The reply should hold every line of the data below, unchanged, and none of the pictures.

============

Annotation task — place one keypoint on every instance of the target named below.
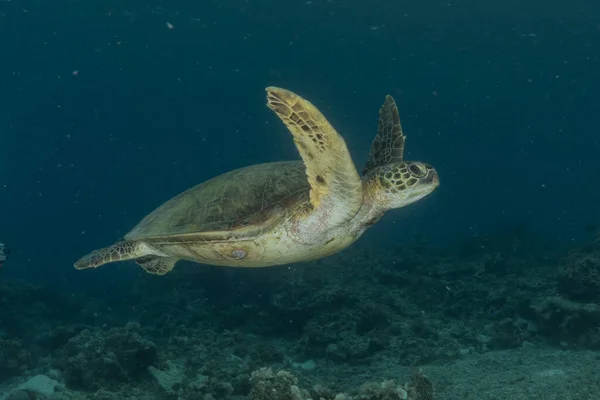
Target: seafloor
(502, 317)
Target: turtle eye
(417, 170)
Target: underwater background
(487, 289)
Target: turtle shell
(243, 198)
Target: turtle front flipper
(331, 173)
(156, 265)
(127, 250)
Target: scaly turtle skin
(283, 212)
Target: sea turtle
(281, 212)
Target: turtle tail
(120, 251)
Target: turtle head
(401, 183)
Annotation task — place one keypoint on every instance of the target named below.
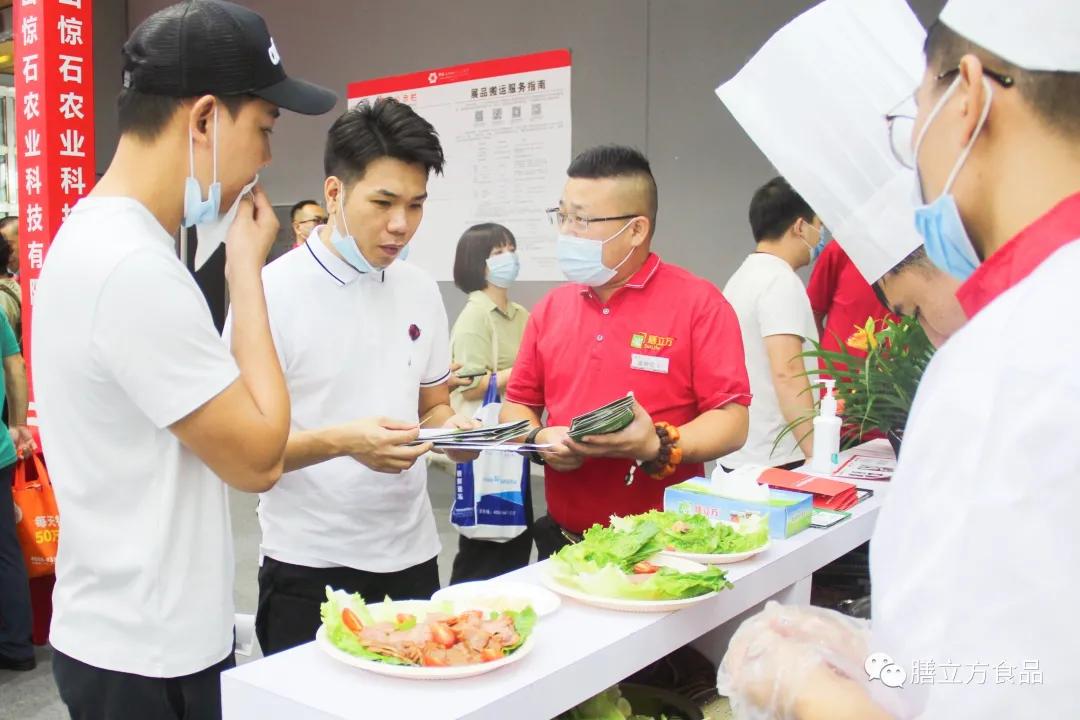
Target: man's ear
(201, 119)
(332, 191)
(640, 229)
(973, 89)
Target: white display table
(580, 650)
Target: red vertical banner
(54, 105)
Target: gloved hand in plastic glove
(798, 663)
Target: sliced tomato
(471, 615)
(443, 635)
(351, 621)
(429, 660)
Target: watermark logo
(880, 666)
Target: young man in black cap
(144, 408)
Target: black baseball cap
(215, 48)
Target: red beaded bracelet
(667, 459)
(670, 456)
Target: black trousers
(550, 538)
(483, 559)
(15, 614)
(291, 596)
(92, 693)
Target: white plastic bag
(489, 497)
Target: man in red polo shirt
(626, 322)
(840, 298)
(990, 444)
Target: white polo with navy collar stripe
(352, 345)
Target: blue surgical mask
(502, 269)
(581, 259)
(824, 234)
(213, 233)
(946, 240)
(197, 209)
(346, 244)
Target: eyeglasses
(580, 222)
(902, 124)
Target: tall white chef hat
(1034, 35)
(853, 62)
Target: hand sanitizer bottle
(826, 433)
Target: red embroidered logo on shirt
(648, 341)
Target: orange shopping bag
(37, 520)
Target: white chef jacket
(974, 558)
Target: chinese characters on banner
(54, 94)
(504, 125)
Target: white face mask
(213, 232)
(581, 259)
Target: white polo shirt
(347, 350)
(123, 347)
(769, 299)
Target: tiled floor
(32, 695)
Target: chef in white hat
(974, 556)
(841, 162)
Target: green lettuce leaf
(698, 533)
(524, 621)
(341, 637)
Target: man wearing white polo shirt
(363, 341)
(145, 413)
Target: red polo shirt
(840, 293)
(579, 353)
(1020, 257)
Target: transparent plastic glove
(788, 659)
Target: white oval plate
(489, 594)
(705, 558)
(633, 606)
(420, 673)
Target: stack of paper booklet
(491, 437)
(610, 418)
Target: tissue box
(788, 512)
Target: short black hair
(774, 207)
(296, 208)
(474, 248)
(916, 258)
(386, 128)
(605, 161)
(1053, 95)
(146, 116)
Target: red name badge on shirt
(827, 493)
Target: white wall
(644, 73)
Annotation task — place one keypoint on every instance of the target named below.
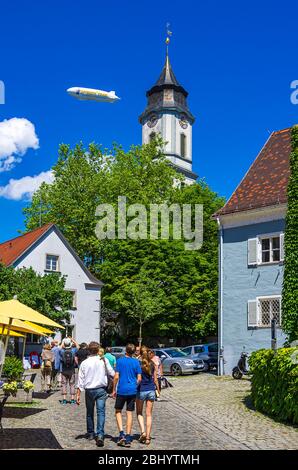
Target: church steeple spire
(168, 115)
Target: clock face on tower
(183, 122)
(152, 120)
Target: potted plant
(17, 389)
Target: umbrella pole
(24, 345)
(5, 345)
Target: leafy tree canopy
(187, 280)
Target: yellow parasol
(4, 331)
(16, 310)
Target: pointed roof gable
(12, 250)
(265, 183)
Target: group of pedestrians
(133, 381)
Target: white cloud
(17, 135)
(26, 186)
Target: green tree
(46, 294)
(290, 282)
(188, 279)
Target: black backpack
(67, 360)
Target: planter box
(22, 397)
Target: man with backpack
(96, 379)
(67, 355)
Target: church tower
(167, 114)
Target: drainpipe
(220, 300)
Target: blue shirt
(57, 361)
(128, 369)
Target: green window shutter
(282, 251)
(252, 313)
(252, 251)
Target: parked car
(118, 351)
(206, 352)
(176, 362)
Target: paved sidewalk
(199, 412)
(223, 403)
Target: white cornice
(253, 216)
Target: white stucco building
(46, 250)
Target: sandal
(142, 438)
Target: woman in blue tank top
(146, 393)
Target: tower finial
(169, 34)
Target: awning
(16, 310)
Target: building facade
(251, 254)
(167, 114)
(46, 250)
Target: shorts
(149, 395)
(128, 399)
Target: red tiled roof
(265, 183)
(12, 249)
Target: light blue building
(251, 255)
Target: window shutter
(282, 251)
(252, 251)
(252, 313)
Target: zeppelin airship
(92, 94)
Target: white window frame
(268, 297)
(58, 263)
(75, 303)
(269, 236)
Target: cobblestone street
(199, 412)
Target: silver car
(176, 362)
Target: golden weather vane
(169, 34)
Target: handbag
(110, 385)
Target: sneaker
(128, 440)
(121, 439)
(99, 441)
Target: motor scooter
(242, 366)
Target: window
(152, 136)
(52, 263)
(187, 350)
(266, 249)
(268, 310)
(264, 309)
(183, 145)
(74, 299)
(270, 249)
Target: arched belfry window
(183, 145)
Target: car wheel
(176, 370)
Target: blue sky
(236, 59)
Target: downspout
(220, 300)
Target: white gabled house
(46, 250)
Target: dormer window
(52, 263)
(183, 145)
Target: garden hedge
(274, 378)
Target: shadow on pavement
(28, 438)
(20, 413)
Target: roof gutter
(220, 300)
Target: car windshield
(175, 353)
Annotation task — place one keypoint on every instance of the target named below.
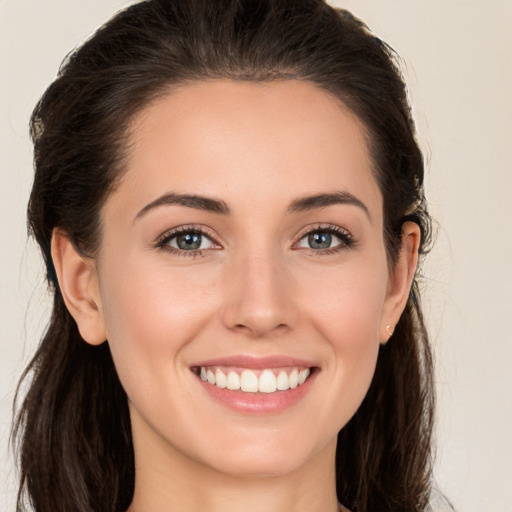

============

Answer space:
Annotation task — place one keypoint on every instance of the target named below.
Target: seafloor
(502, 317)
Target: turtle eye
(417, 170)
Target: underwater background
(487, 289)
Target: turtle shell
(243, 198)
Target: turtle front flipper
(331, 173)
(156, 265)
(127, 250)
Target: scaly turtle skin
(283, 212)
Target: sea turtle
(281, 212)
Target: turtle tail
(120, 251)
Target: turtle head
(401, 183)
Annotation task — place one keypoint on every instance of the target named below.
Target: man's ear
(201, 119)
(332, 191)
(640, 229)
(973, 89)
Target: white display table
(580, 650)
Target: red vertical banner
(54, 105)
Target: gloved hand in plastic glove
(798, 663)
Target: sliced tomato
(471, 615)
(443, 635)
(351, 621)
(429, 660)
Target: watermark logo
(880, 666)
Target: young man in black cap
(144, 408)
Target: black baseball cap
(215, 48)
Target: red beaded bracelet
(667, 459)
(670, 456)
Target: black trousers
(550, 538)
(483, 559)
(15, 614)
(291, 596)
(92, 693)
Target: white plastic bag
(489, 497)
Target: man in red polo shirt
(626, 322)
(840, 298)
(990, 444)
Target: white polo with navy collar stripe
(352, 345)
Target: blue surgical mask
(502, 269)
(581, 259)
(824, 234)
(213, 233)
(946, 240)
(197, 209)
(346, 244)
Target: eyeglasses
(580, 222)
(902, 124)
Target: tall white chef hat
(1034, 35)
(853, 62)
Target: hand sanitizer bottle
(826, 433)
Target: red embroidered logo on shirt
(648, 341)
Target: orange shopping bag
(37, 520)
Target: white chef jacket
(974, 558)
Target: chinese characters on banner
(54, 94)
(504, 125)
Target: white face mask
(213, 232)
(581, 259)
Target: white polo shirt
(347, 350)
(123, 347)
(769, 299)
Target: tiled floor
(32, 695)
Target: chef in white hat
(974, 556)
(841, 162)
Target: green lettuce leaf
(698, 533)
(524, 621)
(341, 637)
Target: man wearing white polo shirt
(363, 341)
(145, 413)
Target: red polo shirt
(840, 293)
(579, 353)
(1020, 257)
Target: transparent plastic glove
(788, 659)
Target: white oval plate
(489, 594)
(705, 558)
(633, 606)
(420, 673)
Target: stack of paper booklet
(491, 437)
(610, 418)
Target: tissue box
(788, 512)
Target: short black hair
(774, 207)
(296, 208)
(474, 248)
(916, 258)
(386, 128)
(605, 161)
(1053, 95)
(146, 116)
Target: red name badge on shirt
(827, 493)
Target: white wall
(644, 73)
Annotation task — place one keypoint on every instance of the target named below.
Target: church steeple spire
(168, 115)
Target: clock face on tower
(183, 122)
(152, 120)
Target: potted plant
(17, 389)
Target: umbrella pole
(24, 345)
(5, 345)
Target: leafy tree canopy
(187, 280)
Target: yellow parasol
(4, 331)
(16, 310)
Target: pointed roof gable
(12, 250)
(265, 183)
Target: group of pedestrians
(133, 381)
Target: white cloud
(17, 135)
(26, 186)
Target: green tree
(46, 294)
(290, 282)
(188, 279)
Target: black backpack
(67, 360)
Target: planter box
(22, 397)
Target: man with backpack
(96, 379)
(67, 355)
Target: church tower
(167, 114)
Target: drainpipe
(220, 300)
Target: blue shirt
(57, 361)
(128, 369)
Target: green window shutter
(282, 251)
(252, 313)
(252, 251)
Target: parked car
(118, 351)
(206, 352)
(176, 362)
Target: paved sidewalk
(199, 412)
(223, 403)
Target: white cornice
(253, 216)
Target: white stucco building
(46, 250)
Target: sandal
(142, 438)
Target: woman in blue tank top
(146, 393)
Target: tower finial
(169, 34)
Target: awning
(16, 310)
Target: building facade
(251, 254)
(167, 114)
(46, 250)
Target: shorts
(149, 395)
(128, 399)
Target: red tiled roof
(265, 183)
(12, 249)
Target: light blue building
(251, 255)
Target: window shutter
(282, 251)
(252, 251)
(252, 313)
Target: zeppelin airship
(92, 94)
Target: white window frame
(268, 297)
(58, 263)
(75, 303)
(269, 236)
Target: cobblestone street
(199, 412)
Target: silver car
(176, 362)
Target: golden weather vane
(169, 34)
Target: handbag
(110, 385)
Target: sneaker
(128, 440)
(121, 439)
(99, 441)
Target: motor scooter
(242, 366)
Target: window
(152, 136)
(52, 263)
(187, 350)
(266, 249)
(268, 310)
(264, 309)
(183, 145)
(74, 299)
(270, 249)
Target: arched belfry window
(183, 145)
Target: car wheel
(176, 370)
Target: blue sky
(236, 59)
Target: downspout
(220, 300)
Target: white gabled house
(46, 250)
Target: dormer window
(52, 263)
(183, 145)
Target: garden hedge
(274, 378)
Target: shadow on pavement
(28, 438)
(20, 413)
Target: roof gutter
(220, 300)
Target: car windshield
(175, 353)
Annotation task — place one keypoint on every instance of the target named below.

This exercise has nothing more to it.